**WHAT YOU NEED TO DO**
Are you able to quote each entry exactly as written?

◇ ◇ ◇

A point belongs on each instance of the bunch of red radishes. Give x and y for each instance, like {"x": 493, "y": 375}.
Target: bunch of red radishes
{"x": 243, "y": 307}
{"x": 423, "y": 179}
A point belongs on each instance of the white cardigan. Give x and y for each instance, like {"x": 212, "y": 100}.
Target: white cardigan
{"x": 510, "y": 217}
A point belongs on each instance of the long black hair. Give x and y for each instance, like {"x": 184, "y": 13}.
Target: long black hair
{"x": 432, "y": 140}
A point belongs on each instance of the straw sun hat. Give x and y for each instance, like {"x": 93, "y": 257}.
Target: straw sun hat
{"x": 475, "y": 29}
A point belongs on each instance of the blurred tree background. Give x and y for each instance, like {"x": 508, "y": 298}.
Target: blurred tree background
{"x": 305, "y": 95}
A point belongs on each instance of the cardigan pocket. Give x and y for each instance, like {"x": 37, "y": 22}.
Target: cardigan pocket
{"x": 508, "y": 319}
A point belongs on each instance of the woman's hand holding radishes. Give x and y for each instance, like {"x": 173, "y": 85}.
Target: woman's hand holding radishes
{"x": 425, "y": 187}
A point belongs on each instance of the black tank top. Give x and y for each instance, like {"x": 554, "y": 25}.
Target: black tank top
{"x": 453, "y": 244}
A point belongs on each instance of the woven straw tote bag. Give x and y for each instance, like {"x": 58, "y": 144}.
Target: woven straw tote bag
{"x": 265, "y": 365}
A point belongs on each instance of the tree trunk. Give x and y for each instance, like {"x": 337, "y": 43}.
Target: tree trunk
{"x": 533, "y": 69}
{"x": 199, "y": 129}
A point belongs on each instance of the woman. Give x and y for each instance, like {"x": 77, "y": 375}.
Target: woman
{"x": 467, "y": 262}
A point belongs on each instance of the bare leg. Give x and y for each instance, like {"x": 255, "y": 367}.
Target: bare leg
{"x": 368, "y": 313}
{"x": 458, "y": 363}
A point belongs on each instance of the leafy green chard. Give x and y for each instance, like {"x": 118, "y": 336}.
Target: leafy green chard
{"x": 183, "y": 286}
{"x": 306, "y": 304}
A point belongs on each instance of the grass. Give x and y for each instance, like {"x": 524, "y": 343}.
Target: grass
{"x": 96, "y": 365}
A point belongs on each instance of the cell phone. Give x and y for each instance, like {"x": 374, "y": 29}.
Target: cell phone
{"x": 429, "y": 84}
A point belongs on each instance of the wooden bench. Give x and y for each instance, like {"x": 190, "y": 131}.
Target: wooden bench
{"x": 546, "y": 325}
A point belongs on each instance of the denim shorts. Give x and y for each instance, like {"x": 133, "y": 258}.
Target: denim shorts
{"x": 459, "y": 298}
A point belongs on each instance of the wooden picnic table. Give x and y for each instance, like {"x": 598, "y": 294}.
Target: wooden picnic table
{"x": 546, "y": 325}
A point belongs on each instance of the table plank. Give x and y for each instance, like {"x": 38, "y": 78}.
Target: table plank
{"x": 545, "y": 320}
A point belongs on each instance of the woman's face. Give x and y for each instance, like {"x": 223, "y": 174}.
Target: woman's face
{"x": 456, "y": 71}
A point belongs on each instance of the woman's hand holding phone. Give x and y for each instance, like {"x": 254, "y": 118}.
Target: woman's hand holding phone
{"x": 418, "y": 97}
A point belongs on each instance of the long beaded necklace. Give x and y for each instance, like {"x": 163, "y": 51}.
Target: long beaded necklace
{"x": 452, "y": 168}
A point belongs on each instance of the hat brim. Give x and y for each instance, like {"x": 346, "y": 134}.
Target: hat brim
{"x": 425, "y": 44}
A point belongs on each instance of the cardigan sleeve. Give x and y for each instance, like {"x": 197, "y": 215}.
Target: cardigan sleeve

◇ ◇ ◇

**REPLY TO THE EXERCISE**
A point belongs on each instance of the bunch of red radishes. Give x and y for each instance, like {"x": 493, "y": 375}.
Target: bunch of red radishes
{"x": 243, "y": 307}
{"x": 423, "y": 179}
A point belongs on each instance of the white cardigan. Give x and y for each instance, like {"x": 212, "y": 100}.
Target: white cardigan
{"x": 510, "y": 217}
A point belongs on each instance of the long black hair. Give x and y for each instance, like {"x": 184, "y": 13}.
Target: long black hair
{"x": 432, "y": 140}
A point belongs on each instance of the straw sun hat. Give x and y for each instance, like {"x": 93, "y": 257}.
Target: straw sun hat
{"x": 475, "y": 29}
A point belongs on each instance of the blurred tree background. Give x and y for each instance, like {"x": 508, "y": 298}.
Target: blurred tree background
{"x": 305, "y": 95}
A point belongs on each instance of the cardigan pocket. Give x and y for each instance, like {"x": 37, "y": 22}.
Target: cardigan pocket
{"x": 508, "y": 319}
A point belongs on each instance of the woman's hand holding radishes. Give x and y for each instance, like {"x": 173, "y": 85}.
Target: woman's hand holding radishes
{"x": 425, "y": 187}
A point belongs on each instance of the black tank top. Give x and y for each instance, like {"x": 554, "y": 25}.
Target: black tank top
{"x": 453, "y": 244}
A point belongs on each instance of the woven straw tote bag. Give x and y for each instance, like {"x": 58, "y": 144}.
Target: woven straw tote bag
{"x": 265, "y": 365}
A point belongs on each instance of the tree trunk. Give x and y for each instance, like {"x": 337, "y": 43}.
Target: tree trunk
{"x": 533, "y": 69}
{"x": 199, "y": 129}
A point belongs on each instance of the woman. Give x and y for each instance, like {"x": 77, "y": 375}.
Target: woman
{"x": 467, "y": 262}
A point belongs on each instance of the bare leg. Give x and y for each instance, like {"x": 255, "y": 367}.
Target: bare leg
{"x": 368, "y": 313}
{"x": 458, "y": 363}
A point belongs on each instance of the leafy green chard. Give x and y for each instance, like {"x": 118, "y": 336}.
Target: leafy green chard
{"x": 183, "y": 286}
{"x": 306, "y": 304}
A point belongs on each instance of the grass. Give x and y for each instance, like {"x": 524, "y": 343}.
Target: grass
{"x": 96, "y": 365}
A point belongs on each instance of the cell phone. Give x and y for each instance, like {"x": 374, "y": 29}.
Target: cell phone
{"x": 429, "y": 84}
A point belongs on each instance of the wooden bench. Give x and y for each instance, like {"x": 190, "y": 131}.
Target: wooden bench
{"x": 546, "y": 325}
A point belongs on each instance of the denim shorts. Give x and y for each instance, like {"x": 133, "y": 258}.
Target: denim shorts
{"x": 459, "y": 298}
A point belongs on each instance of the wooden picnic table. Give x and y for each instance, like {"x": 598, "y": 294}.
Target: wooden picnic table
{"x": 546, "y": 325}
A point belongs on each instance of the table plank. Give x and y for each instance, like {"x": 38, "y": 78}.
Target: table plank
{"x": 545, "y": 320}
A point belongs on each instance of the woman's face. Give x and y for each instance, like {"x": 223, "y": 174}.
Target: woman's face
{"x": 456, "y": 71}
A point belongs on each instance of the woman's hand holding phone. Give x and y for each instance, like {"x": 254, "y": 118}.
Target: woman's hand holding phone
{"x": 418, "y": 97}
A point belongs on each instance of the long beaded necklace. Give x and y for each instance, like {"x": 163, "y": 51}.
Target: long beaded necklace
{"x": 452, "y": 168}
A point belongs on each instance of the hat brim. Give x and y for each instance, like {"x": 346, "y": 134}.
Target: hat brim
{"x": 425, "y": 44}
A point belongs on each instance of the cardigan sleeve. Give x and y for each instance, like {"x": 197, "y": 215}.
Target: cardigan sleeve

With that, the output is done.